__Task instructions__: Write out word for word everything in the data below, from the line containing "the upper teeth." down to the line containing "column 640, row 240", with both of those lines included.
— Start Data lines —
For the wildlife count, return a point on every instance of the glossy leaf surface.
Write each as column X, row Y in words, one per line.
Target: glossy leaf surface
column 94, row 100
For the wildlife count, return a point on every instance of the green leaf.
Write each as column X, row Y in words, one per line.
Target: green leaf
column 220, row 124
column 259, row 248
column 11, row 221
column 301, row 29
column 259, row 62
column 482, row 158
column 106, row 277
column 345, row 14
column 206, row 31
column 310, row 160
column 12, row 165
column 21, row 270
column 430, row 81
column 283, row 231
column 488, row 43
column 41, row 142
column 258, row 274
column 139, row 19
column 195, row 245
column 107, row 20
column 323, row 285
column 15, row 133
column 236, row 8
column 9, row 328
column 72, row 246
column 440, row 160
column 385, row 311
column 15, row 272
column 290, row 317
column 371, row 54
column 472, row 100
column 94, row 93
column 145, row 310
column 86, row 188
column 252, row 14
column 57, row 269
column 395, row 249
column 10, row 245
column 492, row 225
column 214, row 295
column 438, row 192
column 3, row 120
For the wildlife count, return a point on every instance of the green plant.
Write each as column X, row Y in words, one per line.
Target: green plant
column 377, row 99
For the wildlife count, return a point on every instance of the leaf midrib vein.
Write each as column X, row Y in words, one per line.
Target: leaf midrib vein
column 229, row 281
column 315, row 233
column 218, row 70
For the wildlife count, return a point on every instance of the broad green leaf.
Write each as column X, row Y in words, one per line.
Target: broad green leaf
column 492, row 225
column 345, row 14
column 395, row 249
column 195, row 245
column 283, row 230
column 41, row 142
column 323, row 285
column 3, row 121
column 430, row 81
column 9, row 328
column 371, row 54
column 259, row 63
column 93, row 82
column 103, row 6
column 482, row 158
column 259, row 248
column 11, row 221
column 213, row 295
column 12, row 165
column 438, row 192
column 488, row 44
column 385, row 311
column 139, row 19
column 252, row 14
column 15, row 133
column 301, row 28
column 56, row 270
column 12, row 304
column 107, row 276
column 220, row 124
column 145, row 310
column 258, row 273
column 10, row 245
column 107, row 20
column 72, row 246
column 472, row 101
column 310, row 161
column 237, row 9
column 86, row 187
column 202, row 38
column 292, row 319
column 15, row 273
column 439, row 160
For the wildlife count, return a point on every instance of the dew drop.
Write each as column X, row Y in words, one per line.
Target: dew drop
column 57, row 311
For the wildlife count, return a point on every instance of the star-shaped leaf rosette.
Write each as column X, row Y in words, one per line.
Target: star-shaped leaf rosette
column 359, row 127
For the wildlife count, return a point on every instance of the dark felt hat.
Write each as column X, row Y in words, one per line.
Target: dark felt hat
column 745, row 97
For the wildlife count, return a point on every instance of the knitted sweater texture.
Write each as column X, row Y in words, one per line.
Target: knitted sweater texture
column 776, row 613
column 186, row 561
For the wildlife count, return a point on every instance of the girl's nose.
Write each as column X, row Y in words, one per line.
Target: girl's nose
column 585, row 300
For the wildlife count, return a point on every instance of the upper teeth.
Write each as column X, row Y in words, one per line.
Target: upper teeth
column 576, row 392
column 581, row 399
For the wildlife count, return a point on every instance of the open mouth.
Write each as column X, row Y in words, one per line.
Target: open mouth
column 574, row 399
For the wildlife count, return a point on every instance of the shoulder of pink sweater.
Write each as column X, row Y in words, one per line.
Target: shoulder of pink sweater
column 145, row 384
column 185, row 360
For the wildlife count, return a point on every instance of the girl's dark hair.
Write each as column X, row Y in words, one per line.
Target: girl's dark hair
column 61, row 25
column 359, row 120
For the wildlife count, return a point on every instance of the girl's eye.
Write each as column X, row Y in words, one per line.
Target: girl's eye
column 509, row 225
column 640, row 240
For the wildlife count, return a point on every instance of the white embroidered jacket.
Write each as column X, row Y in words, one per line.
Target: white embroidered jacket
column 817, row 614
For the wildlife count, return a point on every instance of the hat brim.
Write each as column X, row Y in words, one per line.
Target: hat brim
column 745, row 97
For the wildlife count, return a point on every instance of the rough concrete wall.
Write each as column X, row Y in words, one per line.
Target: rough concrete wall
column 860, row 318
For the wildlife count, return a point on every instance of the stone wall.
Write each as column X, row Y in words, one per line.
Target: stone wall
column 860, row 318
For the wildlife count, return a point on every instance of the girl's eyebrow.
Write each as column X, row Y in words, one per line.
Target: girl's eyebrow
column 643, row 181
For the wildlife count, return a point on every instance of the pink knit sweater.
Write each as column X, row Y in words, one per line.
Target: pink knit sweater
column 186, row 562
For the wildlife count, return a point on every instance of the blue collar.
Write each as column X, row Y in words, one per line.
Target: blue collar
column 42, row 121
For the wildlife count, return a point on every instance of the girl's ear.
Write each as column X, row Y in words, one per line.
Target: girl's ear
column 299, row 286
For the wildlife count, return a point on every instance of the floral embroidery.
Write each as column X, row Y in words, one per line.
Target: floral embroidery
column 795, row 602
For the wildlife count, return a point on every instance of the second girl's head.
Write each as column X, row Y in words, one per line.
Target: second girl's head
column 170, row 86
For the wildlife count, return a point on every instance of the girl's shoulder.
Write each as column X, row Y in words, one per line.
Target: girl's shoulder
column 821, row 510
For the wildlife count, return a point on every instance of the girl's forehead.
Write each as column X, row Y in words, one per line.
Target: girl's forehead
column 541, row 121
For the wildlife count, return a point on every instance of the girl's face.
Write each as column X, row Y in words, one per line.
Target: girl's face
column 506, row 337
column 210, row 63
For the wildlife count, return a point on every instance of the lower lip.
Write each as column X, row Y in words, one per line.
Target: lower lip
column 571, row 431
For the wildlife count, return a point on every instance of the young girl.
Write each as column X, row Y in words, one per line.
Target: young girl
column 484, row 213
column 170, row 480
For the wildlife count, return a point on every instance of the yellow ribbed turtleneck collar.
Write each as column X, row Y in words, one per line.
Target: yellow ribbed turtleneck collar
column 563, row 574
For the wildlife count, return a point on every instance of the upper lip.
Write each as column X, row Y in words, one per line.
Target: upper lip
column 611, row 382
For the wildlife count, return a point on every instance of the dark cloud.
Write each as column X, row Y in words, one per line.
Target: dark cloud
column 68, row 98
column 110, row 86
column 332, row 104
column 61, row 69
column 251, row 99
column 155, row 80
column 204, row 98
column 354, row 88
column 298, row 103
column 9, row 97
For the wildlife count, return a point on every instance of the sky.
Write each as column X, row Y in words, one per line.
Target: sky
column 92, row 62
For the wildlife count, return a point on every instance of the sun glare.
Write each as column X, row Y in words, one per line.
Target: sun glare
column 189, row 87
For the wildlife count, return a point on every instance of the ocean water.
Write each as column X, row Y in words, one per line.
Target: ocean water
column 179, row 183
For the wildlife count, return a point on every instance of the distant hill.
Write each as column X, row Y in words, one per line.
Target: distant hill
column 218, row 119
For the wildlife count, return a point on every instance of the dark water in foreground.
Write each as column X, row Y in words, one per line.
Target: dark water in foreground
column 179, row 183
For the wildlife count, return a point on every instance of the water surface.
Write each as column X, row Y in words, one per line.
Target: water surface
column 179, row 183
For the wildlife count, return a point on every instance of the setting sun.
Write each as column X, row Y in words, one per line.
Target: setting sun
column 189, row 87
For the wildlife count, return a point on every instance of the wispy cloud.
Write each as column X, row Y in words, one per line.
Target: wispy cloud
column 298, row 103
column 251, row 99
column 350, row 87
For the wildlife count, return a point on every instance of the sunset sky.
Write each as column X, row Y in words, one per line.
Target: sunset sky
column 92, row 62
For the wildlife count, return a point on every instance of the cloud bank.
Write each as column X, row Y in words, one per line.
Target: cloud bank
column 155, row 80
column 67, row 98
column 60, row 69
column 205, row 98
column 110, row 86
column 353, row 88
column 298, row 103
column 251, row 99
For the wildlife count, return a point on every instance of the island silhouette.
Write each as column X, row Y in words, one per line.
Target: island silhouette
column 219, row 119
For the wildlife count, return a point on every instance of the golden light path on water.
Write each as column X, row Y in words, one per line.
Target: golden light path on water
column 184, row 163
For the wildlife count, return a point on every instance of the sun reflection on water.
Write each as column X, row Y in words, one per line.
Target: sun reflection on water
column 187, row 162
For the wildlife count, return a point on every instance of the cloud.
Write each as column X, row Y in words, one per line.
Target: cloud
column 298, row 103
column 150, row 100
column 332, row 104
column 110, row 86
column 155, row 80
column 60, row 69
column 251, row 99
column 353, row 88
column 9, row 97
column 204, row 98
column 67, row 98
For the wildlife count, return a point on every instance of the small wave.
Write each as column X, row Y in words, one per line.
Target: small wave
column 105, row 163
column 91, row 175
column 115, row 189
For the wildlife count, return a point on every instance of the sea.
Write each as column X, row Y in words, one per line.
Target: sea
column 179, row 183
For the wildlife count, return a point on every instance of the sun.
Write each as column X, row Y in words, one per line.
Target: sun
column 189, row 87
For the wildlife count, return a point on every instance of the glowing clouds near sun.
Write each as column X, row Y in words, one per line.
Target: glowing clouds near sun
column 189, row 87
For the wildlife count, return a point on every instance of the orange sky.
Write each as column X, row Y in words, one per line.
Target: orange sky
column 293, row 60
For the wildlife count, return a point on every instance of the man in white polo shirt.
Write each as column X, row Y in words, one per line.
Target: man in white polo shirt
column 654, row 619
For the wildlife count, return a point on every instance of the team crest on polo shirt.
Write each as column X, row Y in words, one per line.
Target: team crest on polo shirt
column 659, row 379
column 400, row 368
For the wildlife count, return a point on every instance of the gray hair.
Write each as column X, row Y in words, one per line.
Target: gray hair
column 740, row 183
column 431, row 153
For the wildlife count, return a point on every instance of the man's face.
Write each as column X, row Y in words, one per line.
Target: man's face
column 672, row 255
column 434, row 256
— End Data lines —
__Exercise result__:
For the wildlife count, return a point on every instance of the upper teeth.
Write each as column X, row Y in words, one per line.
Target: upper teeth
column 576, row 392
column 581, row 399
For the wildlife count, return a point on every instance of the open mouth.
Write each as column X, row Y in words, one per line.
Target: open mouth
column 574, row 399
For the wildlife count, return a point on every instance of the shoulder of pink sweater.
Write each as column X, row Y in words, one per line.
Target: shoulder of pink sweater
column 145, row 384
column 185, row 360
For the wildlife count, return a point on every instance of the girl's dark hair.
Write each as column X, row Y in words, one per line.
Target: girl's dark hair
column 61, row 25
column 359, row 120
For the wildlife count, return a point on every instance of the girl's eye.
Write each as column X, row Y in words, one per line.
Target: girl's eye
column 509, row 225
column 640, row 240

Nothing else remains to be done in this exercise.